---------- Texto de partida

2 de agosto de 2026
XVIII Domingo del Tiempo Ordinario, año A
El pasaje del Evangelio de este domingo (Mt 14,13-21) comienza con una alusión a la muerte de Juan el Bautista (Mt 14,13), que se narra en los versículos inmediatamente anteriores a los que leemos hoy.
Y es precisamente uniendo estos dos pasajes como podemos encontrar la clave de lectura para nuestra meditación.
Se trata, de hecho, de dos banquetes. Está el banquete de Herodes (Mt 14,6-11) y está el banquete de Jesús (Mt 14,19-21).
En el primer banquete se consume una liturgia de la violencia y del poder, en la que cada uno tiene su propio objetivo y busca su propio interés. Cada personaje del banquete de Herodes actúa para sí: Herodes usa el banquete para consolidar su propia imagen, Herodías usa a su hija para obtener la venganza que desea, la joven usa su propia danza para complacer a su madre, los invitados usan la situación para permanecer en el favor del rey. El fruto de este banquete es la muerte de Juan el Bautista, porque allí donde cada uno ejerce el poder solo para sí mismo, contra el otro, al final alguien paga por todos; y nadie encuentra verdaderamente la vida.
Junto a este banquete, sin embargo, Mateo describe la segunda parte del díptico. Ya no estamos en el palacio de Herodes, sino en un lugar desierto ("Jesús partió de allí en una barca y se retiró a un lugar desierto" - Mt 14,13).

--------------------

*Tareas propuestas*:
1. Resume el comentario del Evangelio en dos oraciones.
2. Repite de forma literal el fragmento del comentario del Evangelio que va desde "2 de agosto" hasta "Jesús (Mt 14,19-21).", ambos incluidos.

---------- Material proporcionado

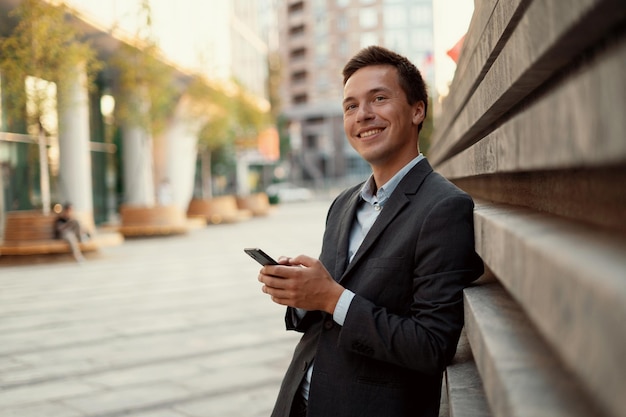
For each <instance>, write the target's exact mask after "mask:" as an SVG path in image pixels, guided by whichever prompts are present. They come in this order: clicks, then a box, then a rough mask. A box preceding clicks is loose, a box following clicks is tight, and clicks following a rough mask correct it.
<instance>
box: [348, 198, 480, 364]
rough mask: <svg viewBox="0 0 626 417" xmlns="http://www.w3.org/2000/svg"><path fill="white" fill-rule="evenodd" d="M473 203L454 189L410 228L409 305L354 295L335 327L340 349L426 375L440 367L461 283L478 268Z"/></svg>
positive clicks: (461, 290) (462, 286)
mask: <svg viewBox="0 0 626 417" xmlns="http://www.w3.org/2000/svg"><path fill="white" fill-rule="evenodd" d="M473 207H474V205H473V201H472V199H471V197H469V196H467V195H464V194H455V195H453V196H450V197H448V198H445V199H443V200H441V201H440V202H438V203H437V204H435V205H434V206H433V207H432V208H431V209H430V210H429V212H428V213H427V215H426V217H425V219H424V221H423V222H421V229H420V230H419V231H415V232H416V234H417V236H416V237H414V239H417V244H416V245H415V248H416V249H415V253H414V259H413V261H412V262H413V269H412V292H413V293H412V296H411V301H410V308H409V309H408V311H407V312H406V314H405V313H402V314H398V313H392V312H390V311H389V310H388V309H387V308H384V307H381V306H377V305H376V304H375V303H374V302H372V301H370V300H368V299H366V298H364V297H361V296H359V295H358V294H357V295H356V296H355V297H354V299H353V301H352V304H351V305H350V308H349V310H348V314H347V316H346V320H345V322H344V325H343V328H342V329H341V331H340V336H339V341H338V343H339V346H340V347H341V348H343V349H346V350H348V351H351V352H354V353H356V354H360V355H365V356H368V357H371V358H375V359H378V360H381V361H385V362H389V363H393V364H396V365H399V366H402V367H407V368H410V369H414V370H417V371H419V372H423V373H427V374H435V373H439V372H441V371H442V370H443V369H444V368H445V366H446V365H447V364H448V363H449V361H450V360H451V359H452V357H453V356H454V353H455V351H456V345H457V343H458V339H459V335H460V332H461V329H462V327H463V298H462V291H463V288H464V287H465V286H467V285H468V284H469V283H470V282H471V281H473V280H475V279H476V278H478V277H479V276H480V275H481V274H482V272H483V263H482V260H481V259H480V257H479V256H478V255H477V254H476V252H475V250H474V227H473ZM381 274H385V272H384V271H383V272H381ZM398 298H405V297H404V295H401V294H398Z"/></svg>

--------------------

*Respuestas escritas*:
1. El comentario del pasaje de Mt 14,13-21 lo une a la muerte de Juan el Bautista, narrada justo antes, y encuentra en ambos pasajes dos banquetes: el de Herodes y el de Jesús. En el banquete de Herodes cada personaje actúa para sí y busca su propio interés, y su fruto es la muerte de Juan el Bautista.

2.
2 de agosto de 2026
XVIII Domingo del Tiempo Ordinario, año A
El pasaje del Evangelio de este domingo (Mt 14,13-21) comienza con una alusión a la muerte de Juan el Bautista (Mt 14,13), que se narra en los versículos inmediatamente anteriores a los que leemos hoy.
Y es precisamente uniendo estos dos pasajes como podemos encontrar la clave de lectura para nuestra meditación.
Se trata, de hecho, de dos banquetes. Está el banquete de Herodes (Mt 14,6-11) y está el banquete de Jesús (Mt 14,19-21).